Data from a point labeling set
......

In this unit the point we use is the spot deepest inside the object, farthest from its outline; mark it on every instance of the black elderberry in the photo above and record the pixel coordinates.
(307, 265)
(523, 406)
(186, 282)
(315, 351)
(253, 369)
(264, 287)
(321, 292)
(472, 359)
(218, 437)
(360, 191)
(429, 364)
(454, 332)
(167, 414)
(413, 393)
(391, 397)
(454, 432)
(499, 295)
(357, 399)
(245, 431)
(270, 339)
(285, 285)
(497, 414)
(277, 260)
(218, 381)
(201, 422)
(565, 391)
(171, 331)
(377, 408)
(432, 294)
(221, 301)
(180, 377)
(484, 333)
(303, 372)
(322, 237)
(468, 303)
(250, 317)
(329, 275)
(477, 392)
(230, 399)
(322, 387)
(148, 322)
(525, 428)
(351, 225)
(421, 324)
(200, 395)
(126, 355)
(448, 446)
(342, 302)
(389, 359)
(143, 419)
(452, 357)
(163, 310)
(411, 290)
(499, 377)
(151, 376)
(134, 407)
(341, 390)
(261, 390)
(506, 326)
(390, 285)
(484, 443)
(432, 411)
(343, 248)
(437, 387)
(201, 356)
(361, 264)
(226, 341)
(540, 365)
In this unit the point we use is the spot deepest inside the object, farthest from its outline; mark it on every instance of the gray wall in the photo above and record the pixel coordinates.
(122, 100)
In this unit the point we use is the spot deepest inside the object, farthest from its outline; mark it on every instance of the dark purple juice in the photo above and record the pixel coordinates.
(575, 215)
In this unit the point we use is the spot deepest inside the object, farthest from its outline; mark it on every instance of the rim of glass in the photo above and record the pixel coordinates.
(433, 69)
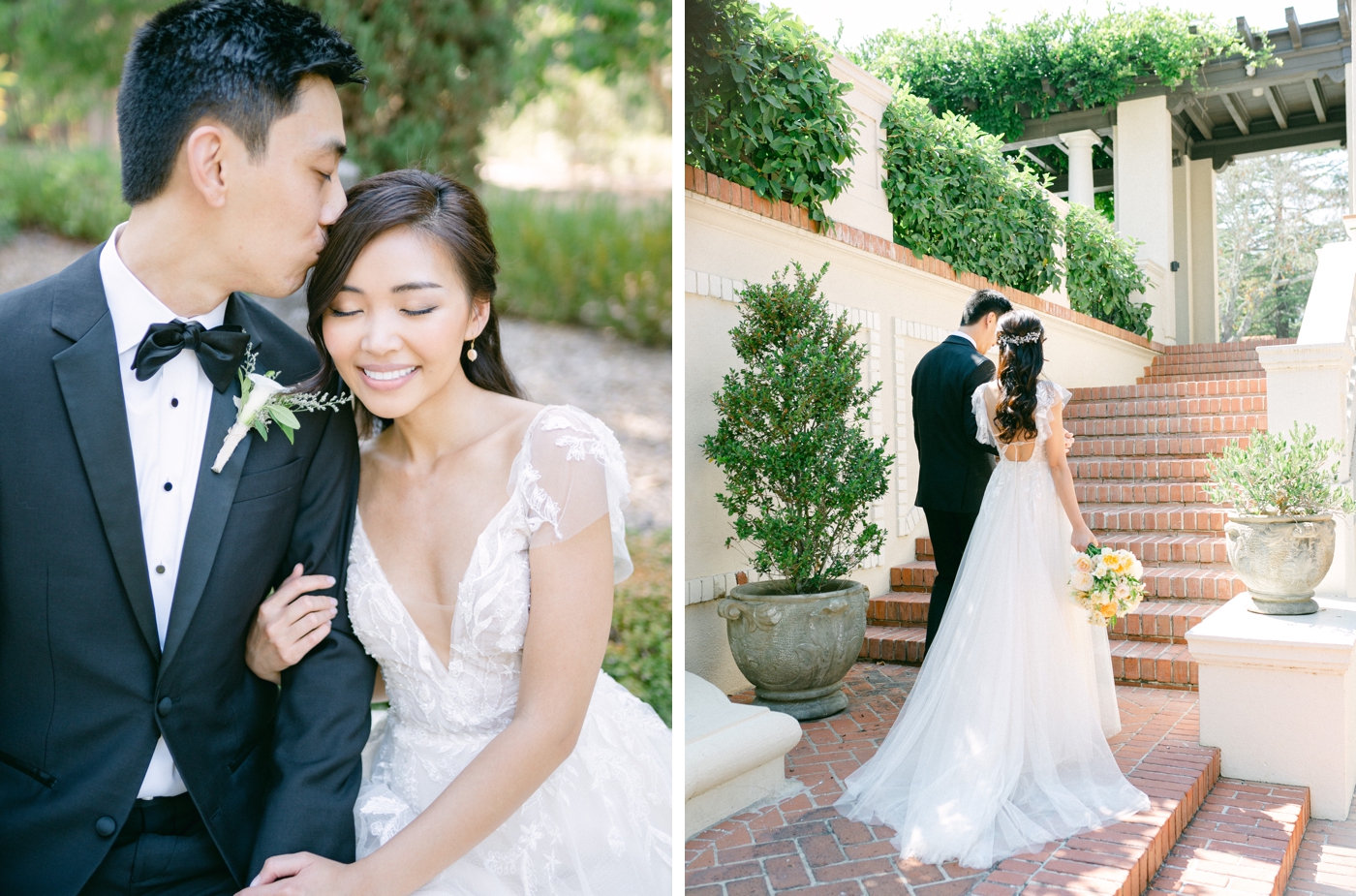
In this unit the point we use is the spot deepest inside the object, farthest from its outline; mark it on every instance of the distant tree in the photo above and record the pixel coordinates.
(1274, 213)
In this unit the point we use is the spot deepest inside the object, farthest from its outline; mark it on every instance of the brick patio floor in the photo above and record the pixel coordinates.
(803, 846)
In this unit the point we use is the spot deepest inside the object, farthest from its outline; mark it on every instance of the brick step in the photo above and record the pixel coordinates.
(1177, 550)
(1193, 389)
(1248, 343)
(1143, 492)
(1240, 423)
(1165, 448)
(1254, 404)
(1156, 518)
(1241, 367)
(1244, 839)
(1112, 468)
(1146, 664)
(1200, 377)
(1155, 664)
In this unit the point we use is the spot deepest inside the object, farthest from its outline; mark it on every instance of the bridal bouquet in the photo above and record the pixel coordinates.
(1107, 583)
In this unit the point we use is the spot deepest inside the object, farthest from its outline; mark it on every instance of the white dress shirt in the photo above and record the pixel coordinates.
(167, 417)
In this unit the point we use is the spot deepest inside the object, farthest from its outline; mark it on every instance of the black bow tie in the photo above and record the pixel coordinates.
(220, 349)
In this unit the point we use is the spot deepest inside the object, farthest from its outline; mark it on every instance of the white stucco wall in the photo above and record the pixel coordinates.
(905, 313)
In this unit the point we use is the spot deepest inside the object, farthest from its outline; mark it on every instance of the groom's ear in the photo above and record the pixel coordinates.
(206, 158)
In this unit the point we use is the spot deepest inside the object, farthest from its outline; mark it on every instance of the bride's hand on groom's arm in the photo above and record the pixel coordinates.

......

Task
Copy the data above word for word, starting at the line that contains "the brick step" and ending after the line that contains "(1155, 664)".

Finished task
In this unit the point we use is the spot deepest inside the object, farthest from its outline; mark it on every instance of the brick step in the photo above and record the pixel coordinates.
(1177, 550)
(1193, 389)
(1248, 343)
(1143, 492)
(1240, 423)
(1165, 448)
(1254, 404)
(1156, 518)
(1241, 367)
(1244, 839)
(1112, 468)
(1146, 664)
(1200, 377)
(1155, 664)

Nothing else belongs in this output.